DATA FOR PROCESSING

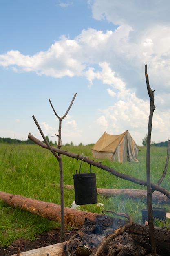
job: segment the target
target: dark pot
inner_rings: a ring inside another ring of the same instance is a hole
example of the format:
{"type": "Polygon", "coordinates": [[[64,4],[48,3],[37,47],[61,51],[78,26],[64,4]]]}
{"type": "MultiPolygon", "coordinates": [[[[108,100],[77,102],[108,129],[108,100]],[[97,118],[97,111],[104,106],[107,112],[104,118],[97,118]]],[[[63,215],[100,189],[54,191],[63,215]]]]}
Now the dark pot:
{"type": "MultiPolygon", "coordinates": [[[[165,209],[164,208],[153,207],[152,211],[154,220],[165,220],[166,218],[165,209]]],[[[141,212],[143,222],[144,223],[145,220],[148,221],[148,209],[143,209],[141,210],[141,212]]]]}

PROBLEM REQUIREMENTS
Please convert every line of the items above into a Markdown table with the columns "Number" and "Content," one row per line, leaving out blank lines and the pictures.

WORKED ANSWER
| Number | Content |
|---|---|
| 1 | job: segment the target |
| 2 | target: dark pot |
| 3 | inner_rings: a ring inside another ring of the same instance is a hole |
| 4 | example of the format: |
| 5 | {"type": "Polygon", "coordinates": [[[64,4],[48,3],[37,47],[61,51],[78,26],[64,4]]]} |
| 6 | {"type": "MultiPolygon", "coordinates": [[[[108,100],[77,102],[108,129],[108,100]],[[97,118],[97,111],[104,106],[107,112],[104,118],[97,118]]],[[[63,215],[100,189],[54,191],[63,215]]]]} |
| 7 | Now the dark pot: |
| 8 | {"type": "MultiPolygon", "coordinates": [[[[165,209],[164,208],[153,207],[152,211],[154,220],[165,220],[166,218],[165,209]]],[[[141,212],[143,222],[144,223],[145,220],[148,221],[148,209],[143,209],[141,210],[141,212]]]]} |